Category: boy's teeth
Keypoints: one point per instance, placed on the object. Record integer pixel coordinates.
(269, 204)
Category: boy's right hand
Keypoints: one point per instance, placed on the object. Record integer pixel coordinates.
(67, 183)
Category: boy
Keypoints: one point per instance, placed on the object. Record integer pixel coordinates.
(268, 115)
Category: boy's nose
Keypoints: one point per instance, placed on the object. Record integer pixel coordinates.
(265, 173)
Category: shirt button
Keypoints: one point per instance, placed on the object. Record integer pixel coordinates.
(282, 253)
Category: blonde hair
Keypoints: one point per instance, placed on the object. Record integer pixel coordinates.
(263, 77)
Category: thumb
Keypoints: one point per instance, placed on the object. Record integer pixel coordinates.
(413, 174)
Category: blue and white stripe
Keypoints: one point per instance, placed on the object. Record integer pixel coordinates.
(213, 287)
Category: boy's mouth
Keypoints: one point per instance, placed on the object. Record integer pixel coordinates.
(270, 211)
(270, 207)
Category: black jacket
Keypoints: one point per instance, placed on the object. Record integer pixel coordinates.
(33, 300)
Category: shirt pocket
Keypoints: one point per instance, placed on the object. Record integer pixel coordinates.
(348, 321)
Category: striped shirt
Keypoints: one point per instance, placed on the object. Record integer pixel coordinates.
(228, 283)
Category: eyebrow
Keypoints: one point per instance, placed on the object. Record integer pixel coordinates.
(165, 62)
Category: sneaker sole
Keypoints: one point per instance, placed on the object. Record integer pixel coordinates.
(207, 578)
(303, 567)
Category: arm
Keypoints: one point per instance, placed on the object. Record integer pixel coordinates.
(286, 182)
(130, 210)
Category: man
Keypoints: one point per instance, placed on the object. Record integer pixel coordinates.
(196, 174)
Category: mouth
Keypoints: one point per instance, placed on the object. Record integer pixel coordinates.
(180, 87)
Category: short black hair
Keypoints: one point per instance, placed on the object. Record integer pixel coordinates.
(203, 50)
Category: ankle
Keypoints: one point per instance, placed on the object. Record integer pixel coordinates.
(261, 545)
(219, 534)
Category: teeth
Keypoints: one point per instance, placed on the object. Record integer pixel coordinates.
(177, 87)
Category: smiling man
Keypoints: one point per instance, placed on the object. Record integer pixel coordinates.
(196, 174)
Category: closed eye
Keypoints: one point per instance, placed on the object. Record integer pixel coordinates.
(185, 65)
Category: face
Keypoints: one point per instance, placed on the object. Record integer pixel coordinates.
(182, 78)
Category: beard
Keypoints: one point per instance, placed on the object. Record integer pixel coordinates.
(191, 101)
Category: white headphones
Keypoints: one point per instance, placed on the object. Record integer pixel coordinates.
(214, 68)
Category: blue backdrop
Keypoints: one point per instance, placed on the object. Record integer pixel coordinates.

** ASSIGNMENT **
Each line in the data is to be written out precisely.

** EXERCISE ANSWER **
Category: boy's teeth
Keypoints: one point per instance, placed on the object. Record integer pixel coordinates.
(269, 204)
Category: boy's right hand
Keypoints: one point per instance, placed on the object. Record integer pixel coordinates.
(67, 183)
Category: boy
Keypoints: one point per instance, placed on the object. Record integer pixel coordinates.
(268, 115)
Category: boy's nose
Keypoints: one point per instance, placed on the object. Record integer pixel coordinates.
(265, 173)
Category: shirt button
Keypoints: one point per instance, placed on the object. Record integer pixel coordinates.
(282, 253)
Category: blonde hair
Keypoints: one point per instance, placed on the object. Record integer pixel coordinates.
(263, 77)
Category: thumb
Keypoints: one point per instance, placed on the object. Record integer pixel coordinates.
(413, 174)
Category: blue and white stripe
Keypoints: one point per instance, placed on the object. Record integer pixel coordinates.
(213, 287)
Category: boy's mouth
Keypoints: one point per instance, placed on the object. Record integer pixel coordinates.
(270, 211)
(270, 207)
Category: black jacket
Keypoints: one point per instance, placed on the object. Record integer pixel coordinates.
(33, 300)
Category: shirt pocket
Keypoints: one point per instance, placed on the object. Record integer pixel coordinates.
(348, 321)
Category: striped shirt
Keypoints: one point per instance, placed on the object. Record integer pixel coordinates.
(228, 283)
Category: eyebrow
Keypoints: one point per instance, placed on the object. Record integer pixel coordinates.
(165, 62)
Category: sneaker sole
Keypoints: one point per instance, placed on the object. Record integer pixel coordinates.
(207, 578)
(303, 567)
Category: arm
Keypoints: one point per instance, placed on the object. Record integer pixel coordinates.
(286, 182)
(130, 210)
Category: man
Keypoints: one point per instance, placed on the object. Record integer pixel coordinates.
(196, 174)
Category: mouth
Keypoints: one point per instance, placed on the object. Record integer pixel coordinates.
(180, 87)
Category: short black hair
Keypoints: one point per instance, placed on the object. Record integer pixel coordinates.
(203, 50)
Category: ankle
Keypoints: one point per instance, placed on the object. Record integer pixel coordinates.
(261, 545)
(219, 534)
Category: teeth
Keypoints: one point per instance, placed on the object. Record integer pixel coordinates.
(177, 87)
Category: smiling man
Keypoints: one point per instance, placed on the object. Record integer pixel coordinates.
(196, 174)
Category: closed eye
Keypoints: one point per instance, placed on the object. Record integer pixel coordinates.
(185, 65)
Category: face
Keypoints: one point per instance, placed on the object. Record integer pixel coordinates.
(182, 78)
Category: beard
Keypoints: one point per instance, placed on the object. Record integer pixel coordinates.
(191, 101)
Category: white headphones
Keypoints: one point per instance, placed on the object. Record integer pixel coordinates.
(214, 68)
Category: blue backdrop
Keypoints: one point per instance, placed on the object. Record integer pixel coordinates.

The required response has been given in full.